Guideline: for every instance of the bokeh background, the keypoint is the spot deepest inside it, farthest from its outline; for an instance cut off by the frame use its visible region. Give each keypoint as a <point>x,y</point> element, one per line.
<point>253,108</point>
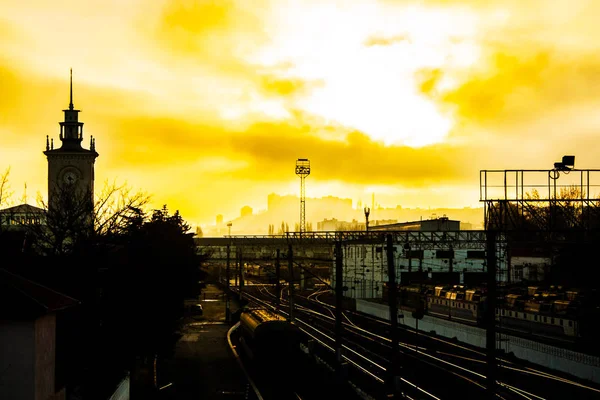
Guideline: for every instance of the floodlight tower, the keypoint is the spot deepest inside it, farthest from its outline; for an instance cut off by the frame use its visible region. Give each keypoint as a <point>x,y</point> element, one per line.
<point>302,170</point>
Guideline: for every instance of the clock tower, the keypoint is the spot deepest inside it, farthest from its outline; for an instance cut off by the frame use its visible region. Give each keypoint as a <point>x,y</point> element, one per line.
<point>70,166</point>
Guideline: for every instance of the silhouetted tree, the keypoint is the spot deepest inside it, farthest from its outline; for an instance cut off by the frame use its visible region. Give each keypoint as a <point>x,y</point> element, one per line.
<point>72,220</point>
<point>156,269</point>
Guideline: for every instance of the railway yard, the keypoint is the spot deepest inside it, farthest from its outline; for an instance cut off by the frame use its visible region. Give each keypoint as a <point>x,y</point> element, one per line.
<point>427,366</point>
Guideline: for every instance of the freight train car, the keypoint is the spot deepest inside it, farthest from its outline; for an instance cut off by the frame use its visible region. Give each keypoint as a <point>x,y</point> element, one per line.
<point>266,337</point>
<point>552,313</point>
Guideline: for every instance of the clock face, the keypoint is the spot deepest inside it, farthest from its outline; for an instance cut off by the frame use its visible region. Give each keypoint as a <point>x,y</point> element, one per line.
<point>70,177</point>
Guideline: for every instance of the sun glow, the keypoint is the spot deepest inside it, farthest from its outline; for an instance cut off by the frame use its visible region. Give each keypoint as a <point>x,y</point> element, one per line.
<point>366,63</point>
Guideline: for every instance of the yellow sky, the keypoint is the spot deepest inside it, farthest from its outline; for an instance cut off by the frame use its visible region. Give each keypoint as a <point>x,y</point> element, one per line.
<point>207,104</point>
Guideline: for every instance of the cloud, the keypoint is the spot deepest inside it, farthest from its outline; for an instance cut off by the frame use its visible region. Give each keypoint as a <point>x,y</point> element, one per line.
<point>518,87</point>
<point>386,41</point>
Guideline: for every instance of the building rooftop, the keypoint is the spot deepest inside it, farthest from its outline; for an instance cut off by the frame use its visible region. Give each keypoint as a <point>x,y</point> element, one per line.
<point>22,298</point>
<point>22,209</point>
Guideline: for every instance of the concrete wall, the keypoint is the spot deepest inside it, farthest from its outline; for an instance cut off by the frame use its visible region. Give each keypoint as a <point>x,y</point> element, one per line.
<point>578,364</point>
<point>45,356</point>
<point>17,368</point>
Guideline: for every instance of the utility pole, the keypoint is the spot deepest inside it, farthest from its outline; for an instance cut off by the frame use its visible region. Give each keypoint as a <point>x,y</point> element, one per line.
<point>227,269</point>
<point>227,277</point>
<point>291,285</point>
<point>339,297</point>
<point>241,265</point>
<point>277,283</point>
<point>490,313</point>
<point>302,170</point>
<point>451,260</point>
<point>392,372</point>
★ ★ ★ ★ ★
WHAT TO WORK ON
Only the pictures are to be omitted; restate everything else above exactly.

RESPONSE TO THIS TASK
Guideline: for every instance of the bokeh background, the keypoint is the spot deepest inside it, farthest from its outline; for an instance cut off by the frame use its visible region. Give each keypoint as a <point>x,y</point> element, one per line.
<point>253,108</point>
Guideline: for every instance of the floodlight tower, the keypoint is the spot deepest inside it, farthest from its outline; for an instance cut off by the frame use its visible region. Give each keypoint as a <point>x,y</point> element, one per line.
<point>302,170</point>
Guideline: for every instance of the clock tower, the keypoint is the spot deepest inside it, farthest from its outline; for an instance cut off by the frame use its visible region. Give each keypoint as a <point>x,y</point> element, one per line.
<point>70,166</point>
Guideline: for every instance of the silhouetted tree, the keypoint is the spot deepest inside it, farthest from its outline; for an instance cut off by the frame use its visible region. Give each keypoint as a <point>x,y</point> element, one per line.
<point>72,220</point>
<point>156,269</point>
Guideline: for every instance of the railway yard, the keypoint is the spot deepest inside it, farthest from its outline; for an instance cut off by the frame use its visible region. Give each keypoint as a <point>x,y</point> element, one per line.
<point>427,366</point>
Guideline: for every instance of the freight train car, the keypoint is the spot deepest inside it, farthest from its outline; for an instance cut off by the frame use its visible region. Give each keypoint as a <point>x,y</point> element, one per line.
<point>266,337</point>
<point>552,313</point>
Guideline: for every instance of the clock face, the keypoint is the spot deepest inside it, farthest from its outline; for an instance cut off by the frame use its visible region. Give each keypoint as a <point>x,y</point> element, one per line.
<point>70,177</point>
Guideline: for every instance of the sun glow, the keypoint is the spot deepest inside it, farthest from its outline; for an instance cut off by the frame use its visible region. Give each keypoint as a <point>x,y</point> element, one per line.
<point>366,63</point>
Guideline: for every instance of the yellow sky, the keypoint is the spot deepest inside it, farthest from its outline; for an instance cut off by the frame use its visible region. Give each keypoint as a <point>x,y</point> element, one per line.
<point>207,104</point>
Guideline: for every instance of the cloud, the keypoint is the spot deepest inside it, farthest from its outline; for an instance cut off by the frame use its visible region. Give each keypoint as a <point>x,y</point> element, one per line.
<point>518,87</point>
<point>386,41</point>
Guideline: for every instance of the building rooftop, the keypoint is the spot deepest inside it, farthest from its outline; for an instance cut off by the frame use its visible region. Give each keypoint as a <point>x,y</point> element, one per line.
<point>22,298</point>
<point>22,209</point>
Guideline: for every instance of the concrete wall, the keypoint is the spot deepest inside it, farthest from its outline; for an instance cut off by the frame use its visible region. Give each keypoint as a <point>x,y</point> element, one per line.
<point>578,364</point>
<point>45,356</point>
<point>17,368</point>
Guideline: for every instance of the utility pole, the keypoint is the spot deepest inside it, farthest from its outline; for an instance cut off by the frame use its visible region. Give each keypoint as a <point>x,y</point> element, one per line.
<point>227,269</point>
<point>227,277</point>
<point>291,285</point>
<point>339,297</point>
<point>241,265</point>
<point>277,283</point>
<point>490,313</point>
<point>302,170</point>
<point>451,260</point>
<point>392,372</point>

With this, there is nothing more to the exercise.